[start of Data provided]
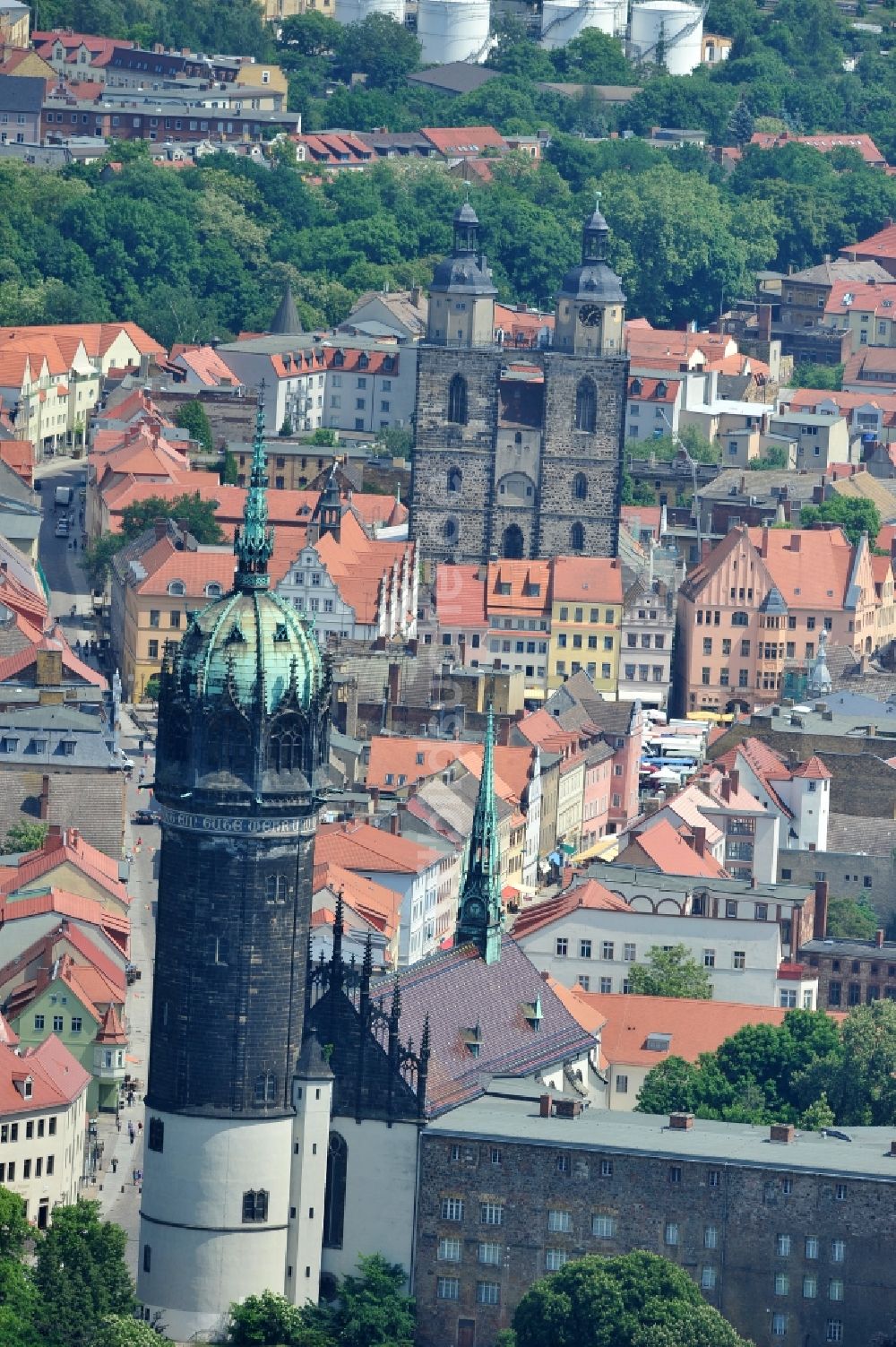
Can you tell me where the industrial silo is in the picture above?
[631,0,703,75]
[417,0,490,66]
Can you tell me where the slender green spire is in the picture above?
[233,381,273,591]
[454,706,504,963]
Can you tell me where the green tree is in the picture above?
[121,492,224,546]
[174,399,214,454]
[335,13,420,89]
[90,1315,165,1347]
[0,819,50,855]
[81,533,125,590]
[34,1202,136,1347]
[792,364,843,392]
[376,426,414,458]
[800,496,880,547]
[306,1254,414,1347]
[827,899,881,940]
[634,1056,699,1114]
[728,99,754,145]
[628,945,712,1001]
[513,1251,749,1347]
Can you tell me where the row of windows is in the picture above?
[0,1115,56,1145]
[447,375,597,430]
[0,1156,56,1183]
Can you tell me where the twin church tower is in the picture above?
[411,194,628,563]
[137,196,628,1342]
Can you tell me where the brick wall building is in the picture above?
[414,1082,896,1347]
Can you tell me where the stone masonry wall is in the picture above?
[414,1119,896,1347]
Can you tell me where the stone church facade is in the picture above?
[411,203,628,563]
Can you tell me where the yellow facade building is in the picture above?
[547,557,623,701]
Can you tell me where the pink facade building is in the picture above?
[677,527,892,712]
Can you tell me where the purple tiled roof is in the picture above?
[371,935,594,1118]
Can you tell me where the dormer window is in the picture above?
[462,1023,484,1058]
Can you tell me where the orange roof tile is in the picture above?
[566,988,830,1066]
[617,819,727,879]
[512,879,632,940]
[551,557,623,603]
[314,823,442,874]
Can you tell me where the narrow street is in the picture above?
[35,458,159,1277]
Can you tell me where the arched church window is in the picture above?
[575,378,597,432]
[268,722,302,772]
[264,874,289,904]
[323,1132,349,1248]
[243,1188,268,1224]
[449,375,466,426]
[501,524,524,562]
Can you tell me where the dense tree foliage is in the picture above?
[0,1188,135,1347]
[637,1001,896,1127]
[628,945,712,1001]
[827,899,881,940]
[504,1251,748,1347]
[227,1254,414,1347]
[800,496,881,547]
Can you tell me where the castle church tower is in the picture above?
[454,707,504,963]
[137,404,329,1342]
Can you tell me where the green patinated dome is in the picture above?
[170,397,324,714]
[179,590,323,712]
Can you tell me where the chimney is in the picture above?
[813,879,827,940]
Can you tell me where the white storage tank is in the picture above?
[417,0,490,66]
[335,0,404,23]
[542,0,618,47]
[631,0,703,75]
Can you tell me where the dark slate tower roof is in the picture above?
[559,193,625,305]
[271,281,302,337]
[431,201,497,295]
[454,706,504,963]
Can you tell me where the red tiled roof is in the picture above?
[0,1033,90,1117]
[551,557,623,603]
[314,823,442,874]
[513,879,631,940]
[794,753,831,781]
[567,988,835,1066]
[420,126,509,156]
[618,819,727,879]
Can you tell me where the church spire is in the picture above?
[454,706,504,963]
[233,383,273,592]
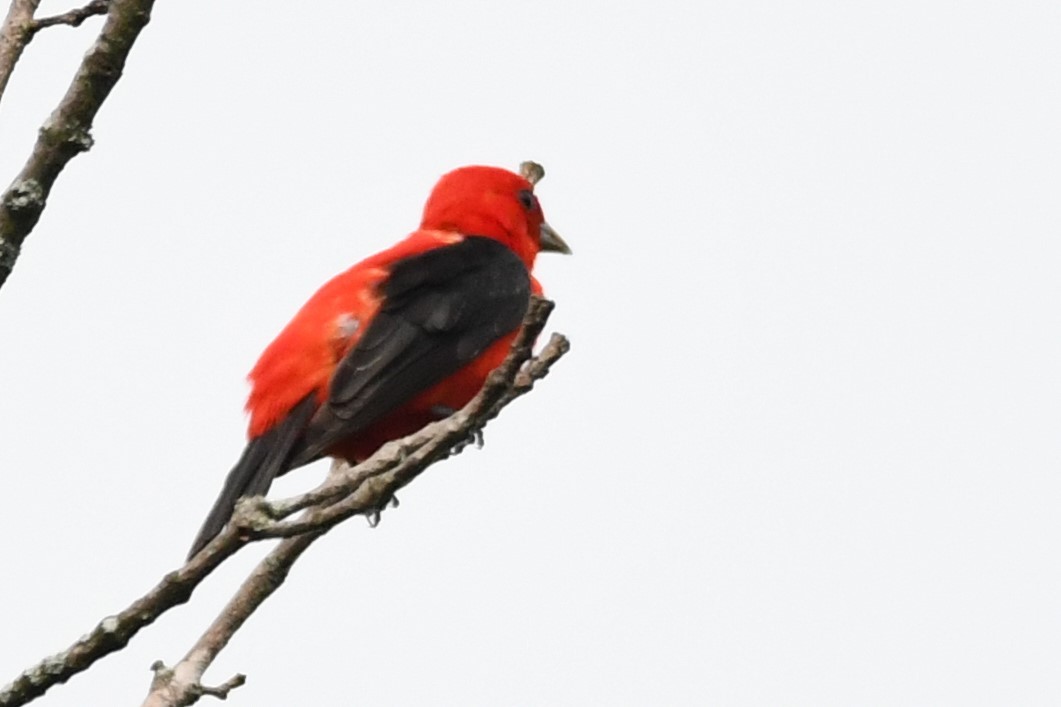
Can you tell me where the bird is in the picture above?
[188,163,571,559]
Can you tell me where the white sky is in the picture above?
[0,0,1061,707]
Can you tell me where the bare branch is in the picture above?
[30,0,110,35]
[0,0,154,287]
[0,0,40,106]
[0,297,568,707]
[143,297,569,707]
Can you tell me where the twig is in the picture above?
[30,0,110,36]
[0,0,40,106]
[0,0,154,287]
[143,298,568,707]
[0,298,568,707]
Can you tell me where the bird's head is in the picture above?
[420,167,571,270]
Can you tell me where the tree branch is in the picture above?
[30,0,110,36]
[142,297,569,707]
[0,0,40,106]
[0,0,154,287]
[0,297,569,707]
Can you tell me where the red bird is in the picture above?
[189,167,571,557]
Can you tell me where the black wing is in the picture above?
[189,236,531,557]
[293,236,531,466]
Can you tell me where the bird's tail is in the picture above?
[188,396,315,559]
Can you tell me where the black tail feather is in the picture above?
[188,396,316,559]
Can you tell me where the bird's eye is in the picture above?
[517,189,537,211]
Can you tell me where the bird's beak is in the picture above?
[538,223,571,255]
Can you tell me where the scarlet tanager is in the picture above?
[189,167,571,557]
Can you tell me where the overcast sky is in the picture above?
[0,0,1061,707]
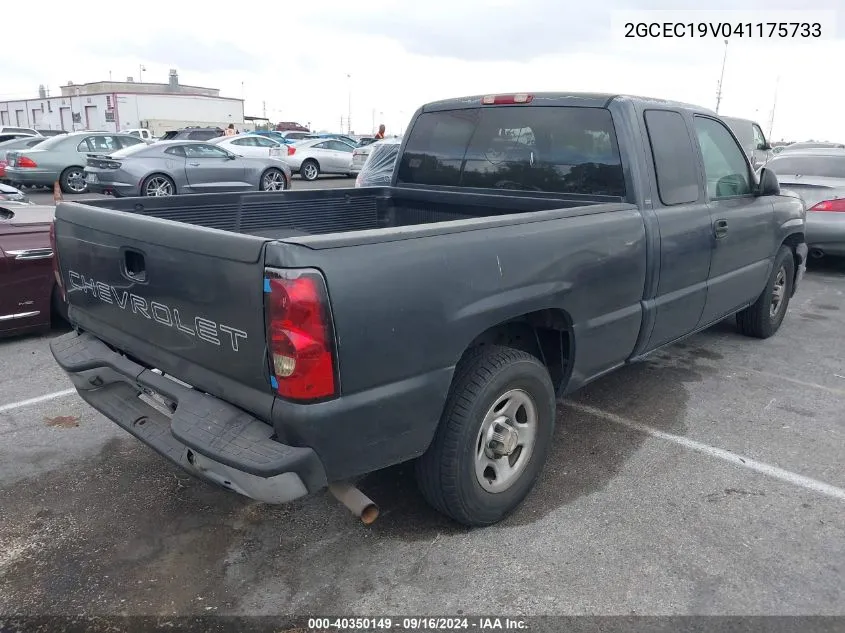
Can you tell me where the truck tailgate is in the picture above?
[55,202,273,419]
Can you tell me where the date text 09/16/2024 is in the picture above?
[308,616,528,631]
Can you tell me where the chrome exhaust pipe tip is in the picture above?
[329,482,379,525]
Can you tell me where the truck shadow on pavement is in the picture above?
[0,339,720,614]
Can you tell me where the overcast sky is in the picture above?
[0,0,845,140]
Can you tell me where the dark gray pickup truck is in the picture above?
[51,93,807,525]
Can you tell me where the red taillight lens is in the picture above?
[481,94,534,105]
[264,268,337,401]
[50,220,67,301]
[810,198,845,212]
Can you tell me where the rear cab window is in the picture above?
[643,110,701,206]
[397,105,625,196]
[end of Data provided]
** What the exercise asks **
Return each line from the records above that contains the word "building".

** Response to the task **
Can you tell me where the brick wall building is in the picture above?
Can you tell me where the yellow facade building is in the picture above?
Can you tell me where the pink facade building is in the picture above?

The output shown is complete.